■ Provided passage ■
┌────────

I always haul with a tie blocker ring.


----------



## churumbeque (Dec 20, 2009)

Corporal said:


> I am truly sorry for this owner. That being said, the owner would have been better off hiring someone who hauls a lot to shows to haul her horse. I hold NO RECORD for hauling but I've had enough experience when hauling 6-10x year from 6 hrs to 20 hrs at a time with my own horses to know when something is wrong in the trailer. When you haul yourself you stop to fill your tank and ALWAYS check on the horses at those times and at stops for meals. You become fastidious about it.
> IF you need to pick up a horse who is several days drive away from your barn, you can negotiate a fee with somebody who hauls their own horses who you trust. Drive WITH THEM to pick up your horse and stay with them on the drive home, and then YOU can be the one constantly checking.
> ANOTHER THING, I use trailer ties and my horses don't even THINK about laying down in the trailer. Horses travelling loose, hour after hour can let them make dumb decisions. My QH, "Buster Brown" made a smart decision and then a dumb decision last summer. The smart decision was standing over my small, smouldering fire to stop the flies from biting, and the dumb decision was rolling in the fire. He got burned, but learned a lesson. How many of us have felt our horse dropping down to roll in the middle of a trail ride or in the middle of a stream on a hot day. *They DO these things.* Reading the article this horse was cast. He was probably tired from balancing hour after hour, which can happen if you don't take enough breaks while hauling. Even 30 years ago there were places that were like a layover horsey B & B that you make appointments with, and your horse could spend any night in a roomy stall or a turnout, where he or she could lay down and NOT get cast in a metal box trying to get up again.
> I am SURE that you could afford to haul this way and you are THERE, so you know that your horse gets there in good health.
> Do NOT be afraid of trailering your horse. Just realize that these articles are dramatic and they DON'T give you the full story. Just like when Hurricane Irene took out a NY neighborhood and NO NEWS ORGANIZATION told you that this neighborhood was a stone's through from the Atlantic Ocean.


 From what I understand the horse had just been picked up so not tired. They did feel something after a turn but didnt check on the horse for another hour. I think it had too wide of a stall and it is easy for them to fall in the back position of the trailer when turning.


----------



## churumbeque (Dec 20, 2009)

egrogan said:


> Wow, this story is heartbreaking. I've never hauled or had a horse hauled long distance, but why would any company ever think it was acceptable to leave a horse dead on the side of the road like that? Just so sad to think about that kind of suffering.


 I think they wanted to get out of there before the law showed up if they werent hauling legally.


----------



## barrelbeginner (Jan 31, 2012)

OH my this is so sad.. 

Makes me worry about trailering..

What really is the safest way? Tied or not? How did he fall actually???


----------



## Corporal (Jul 29, 2010)

MY trailer ties have a quick release, but* I* am the safety mechanism. When you are the driver you can FEEL something odd happening in your trailer. *NO insurance is gonna replace my blood, sweat, tears and LOVE put into my horse training him bc I decided that a 3rd party could transport him or her better than ME!* For crying out loud!!---this wasn't an overseas transport involving quarantees. It was a cross country haul.

└────────

■ Task requirements ■
**1)** List each distinct username in the horse-trailering thread, counting names in post headers and names placed before "said:".
**2)** Duplicate the stretch of the horse-trailering thread from "I always haul" through "fastidious about it.".

■ Raw data ■
┌────────

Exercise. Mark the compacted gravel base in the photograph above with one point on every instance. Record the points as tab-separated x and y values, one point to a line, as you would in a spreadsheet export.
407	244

└────────

■ Worked solutions ■
**1)** churumbeque, Corporal, egrogan, barrelbeginner

**2)**
I always haul with a tie blocker ring.


----------



## churumbeque (Dec 20, 2009)

Corporal said:


> I am truly sorry for this owner. That being said, the owner would have been better off hiring someone who hauls a lot to shows to haul her horse. I hold NO RECORD for hauling but I've had enough experience when hauling 6-10x year from 6 hrs to 20 hrs at a time with my own horses to know when something is wrong in the trailer. When you haul yourself you stop to fill your tank and ALWAYS check on the horses at those times and at stops for meals. You become fastidious about it.